▶ [Problem details]:
Resume the page on medical cannabis in the workplace, picking up right after its last sentence.

▶ [Passage for review]:

::::::

Medical cannabis is gaining prominence as a treatment for both physical and mental health conditions. However, there is complexity around its impact on the safety obligations of employers and workers. This page is intended to educate workers and Health and Safety Representatives (HSRs) about their rights surrounding the use of medical cannabis in the workplace.
Medical Cannabis Basics
Medical practitioners have been legally prescribing cannabis since 2016. The active ingredients in medicinal cannabis are called 'cannabinoids.' The two main cannabinoids are THC, which is responsible for the psychoactive effects of cannabis, and CBD, which is responsible for the non-psychoactive effects of cannabis. Some medical products contain exclusively CBD, whereas others contain both CBD and THC. It's important to note that there is no evidence that CBD alone can give rise to a positive drug test. In drug tests, THC is the cannabinoid tested for. However, be aware that some products marketed as CBD may also contain small amounts of THC, which may lead to a positive THC result in a drug test.
Driving and Medical Cannabis
In Victoria, driving with any THC in your system is illegal, even with a prescription. Patients taking CBD-only medicines can lawfully drive, as long as they are not impaired.

::::::

▶ [Listed records]:
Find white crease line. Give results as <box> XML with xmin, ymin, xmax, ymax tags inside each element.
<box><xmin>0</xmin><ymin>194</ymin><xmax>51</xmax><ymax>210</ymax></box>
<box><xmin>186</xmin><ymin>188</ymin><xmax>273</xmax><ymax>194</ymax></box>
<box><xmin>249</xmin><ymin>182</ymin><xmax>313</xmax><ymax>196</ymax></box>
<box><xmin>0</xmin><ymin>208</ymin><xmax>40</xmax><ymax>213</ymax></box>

::::::

▶ [Expected output]:
A new bill introduced in the Victorian parliament will allow medicinal cannabis users to participate in a closed-circuit trial to assess the impact of cannabis on their driving abilities. While Victoria legalized medicinal cannabis in 2016, it remains illegal to drive with any trace of THC, the psychoactive component of cannabis, in one's system. The trial, overseen by the state government, will be conducted in a controlled environment separated from public roads, addressing concerns of patients risking license loss or fines. Researchers aim to better understand the effects of medicinal cannabis on driving behavior and potential road safety risks.
Occupational Health and Safety (OHS)
Employers have a duty under Section 21 of the OHS Act 2004 to ensure a safe working environment. This duty includes monitoring employee health, workplace conditions, and safety beyond employees. If a medical cannabis prescription may impair a worker, and this impairment poses a risk to the health and safety of workers, the worker will be unlikely to perform their current role while taking their medication without reasonable adjustments. The approaches to measuring 'impairment' and making 'reasonable adjustments' may vary from workplace to workplace depending on workplace drug and alcohol policies and the circumstances of the particular workplace.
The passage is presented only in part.